[A block of data]
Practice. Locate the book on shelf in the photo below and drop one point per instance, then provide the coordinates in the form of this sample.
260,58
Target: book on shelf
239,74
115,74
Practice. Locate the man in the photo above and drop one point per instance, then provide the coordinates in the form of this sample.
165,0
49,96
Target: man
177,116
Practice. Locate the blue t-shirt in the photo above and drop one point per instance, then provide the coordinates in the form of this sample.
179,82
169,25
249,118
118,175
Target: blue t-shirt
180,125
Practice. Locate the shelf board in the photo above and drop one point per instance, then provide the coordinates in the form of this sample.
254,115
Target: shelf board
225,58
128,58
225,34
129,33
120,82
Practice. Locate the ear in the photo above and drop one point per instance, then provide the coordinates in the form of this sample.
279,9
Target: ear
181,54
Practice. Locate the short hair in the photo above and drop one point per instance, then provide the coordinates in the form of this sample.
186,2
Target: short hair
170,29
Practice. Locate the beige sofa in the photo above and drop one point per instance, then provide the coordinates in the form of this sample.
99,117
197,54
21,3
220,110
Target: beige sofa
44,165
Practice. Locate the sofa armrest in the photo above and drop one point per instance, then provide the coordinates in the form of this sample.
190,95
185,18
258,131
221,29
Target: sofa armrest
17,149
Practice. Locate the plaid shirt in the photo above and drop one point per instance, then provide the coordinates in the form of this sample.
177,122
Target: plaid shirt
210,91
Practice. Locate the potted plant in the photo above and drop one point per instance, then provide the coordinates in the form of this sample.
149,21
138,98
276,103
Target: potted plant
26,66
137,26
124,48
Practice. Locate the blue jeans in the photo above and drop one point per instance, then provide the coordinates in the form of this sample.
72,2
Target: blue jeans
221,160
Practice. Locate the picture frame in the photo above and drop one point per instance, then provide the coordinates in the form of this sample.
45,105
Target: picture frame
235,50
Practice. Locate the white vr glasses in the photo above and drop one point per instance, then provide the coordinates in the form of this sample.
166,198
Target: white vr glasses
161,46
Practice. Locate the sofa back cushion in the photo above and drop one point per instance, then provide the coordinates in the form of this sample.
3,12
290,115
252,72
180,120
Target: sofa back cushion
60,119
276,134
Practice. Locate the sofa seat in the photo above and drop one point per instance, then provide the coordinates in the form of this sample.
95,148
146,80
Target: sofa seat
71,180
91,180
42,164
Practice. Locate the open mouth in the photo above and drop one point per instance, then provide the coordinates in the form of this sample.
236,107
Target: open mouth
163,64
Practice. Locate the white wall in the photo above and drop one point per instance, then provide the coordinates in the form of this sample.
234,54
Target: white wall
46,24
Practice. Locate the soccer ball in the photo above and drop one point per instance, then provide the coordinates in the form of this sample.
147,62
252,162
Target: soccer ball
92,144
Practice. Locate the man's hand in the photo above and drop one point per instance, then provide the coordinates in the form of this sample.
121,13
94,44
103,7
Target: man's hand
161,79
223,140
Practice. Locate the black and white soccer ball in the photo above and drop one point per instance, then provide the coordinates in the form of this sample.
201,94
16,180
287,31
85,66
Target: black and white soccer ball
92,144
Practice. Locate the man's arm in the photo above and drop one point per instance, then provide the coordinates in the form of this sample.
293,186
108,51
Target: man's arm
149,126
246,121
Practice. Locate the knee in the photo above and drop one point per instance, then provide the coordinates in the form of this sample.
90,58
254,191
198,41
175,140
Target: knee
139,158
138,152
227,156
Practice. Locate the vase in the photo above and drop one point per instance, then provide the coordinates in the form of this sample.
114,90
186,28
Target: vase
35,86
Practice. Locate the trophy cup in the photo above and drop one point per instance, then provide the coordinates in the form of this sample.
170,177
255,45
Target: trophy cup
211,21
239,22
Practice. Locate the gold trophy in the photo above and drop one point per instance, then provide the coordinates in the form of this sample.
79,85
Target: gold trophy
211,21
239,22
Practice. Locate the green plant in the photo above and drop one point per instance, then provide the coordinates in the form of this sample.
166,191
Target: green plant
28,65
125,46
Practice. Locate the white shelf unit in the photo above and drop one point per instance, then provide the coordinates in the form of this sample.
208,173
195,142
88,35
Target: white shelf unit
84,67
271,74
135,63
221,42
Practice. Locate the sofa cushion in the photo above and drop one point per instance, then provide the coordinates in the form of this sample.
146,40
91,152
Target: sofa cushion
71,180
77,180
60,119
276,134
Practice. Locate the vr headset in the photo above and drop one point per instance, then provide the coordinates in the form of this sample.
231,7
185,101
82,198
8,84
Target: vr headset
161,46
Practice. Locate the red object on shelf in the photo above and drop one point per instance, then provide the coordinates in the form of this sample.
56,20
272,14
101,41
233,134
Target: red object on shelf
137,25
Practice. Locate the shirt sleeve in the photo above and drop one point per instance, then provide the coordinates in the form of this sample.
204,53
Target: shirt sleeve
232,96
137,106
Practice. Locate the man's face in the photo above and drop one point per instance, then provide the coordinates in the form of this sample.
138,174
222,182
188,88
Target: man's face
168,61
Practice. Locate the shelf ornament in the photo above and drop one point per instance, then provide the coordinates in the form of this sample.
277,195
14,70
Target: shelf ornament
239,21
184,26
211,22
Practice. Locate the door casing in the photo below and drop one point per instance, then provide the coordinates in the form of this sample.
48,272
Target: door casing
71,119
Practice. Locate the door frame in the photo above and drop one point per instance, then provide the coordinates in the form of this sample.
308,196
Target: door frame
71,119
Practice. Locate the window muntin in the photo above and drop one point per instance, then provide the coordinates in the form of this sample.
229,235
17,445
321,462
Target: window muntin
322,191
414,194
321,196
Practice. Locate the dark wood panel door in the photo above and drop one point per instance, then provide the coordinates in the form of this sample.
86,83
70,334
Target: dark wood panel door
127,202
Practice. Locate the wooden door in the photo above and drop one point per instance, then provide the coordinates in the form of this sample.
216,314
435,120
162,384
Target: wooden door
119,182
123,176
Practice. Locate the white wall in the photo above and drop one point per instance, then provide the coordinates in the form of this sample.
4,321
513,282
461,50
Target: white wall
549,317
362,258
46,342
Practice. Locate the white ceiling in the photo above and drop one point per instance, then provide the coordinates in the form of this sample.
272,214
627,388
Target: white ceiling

**Instructions for the task**
Write out again every line of the records, requests included, from the line containing "Practice. Locate the shelf ornament" through the end of the records. Shift each answer coordinate by adding 88 to every number in it.

**Correct answer**
Practice. Locate the shelf ornament in the photo above and drop one point per instance, then provide the coordinates in the form of this sample.
277,195
14,70
Target: shelf ornament
327,109
272,114
299,110
Practice. Locate the door casing in the photo below and drop one point per instance, then provide the coordinates in the form of this sample.
48,272
Target: door casing
159,207
Practice. Locate the door frame in the photo above and drop one point per instance, then provide the coordinates in the form of this sample.
308,196
Target: door frame
159,207
Practice. Locate the window muntin in the photo above and drop one point per instance, then provide the coordinates in the form of this sample.
229,235
17,445
321,462
Target: window muntin
410,279
502,282
409,284
Practice. Locate the dark wood panel door in the photo above and drop one point per instance, then provide the coordinates in the form of this sample.
86,83
70,334
Target: dark wood panel door
215,290
Practice. Locate the wooden door in the photo above and drop one point per instance, then provide the coordinates in the form of this sample.
216,314
435,120
162,384
Target: wooden door
207,270
211,264
Practice. Locate the white wall in the photo above and drop one point per instance, then provide the coordinates in the form of this sample.
4,321
513,282
461,50
Target: white wall
637,405
450,346
134,430
Practice. Locate the white ceiling in the photo above and drop one point per instance, then provide the coordinates in the form of this sample.
272,214
627,388
Target: white ceiling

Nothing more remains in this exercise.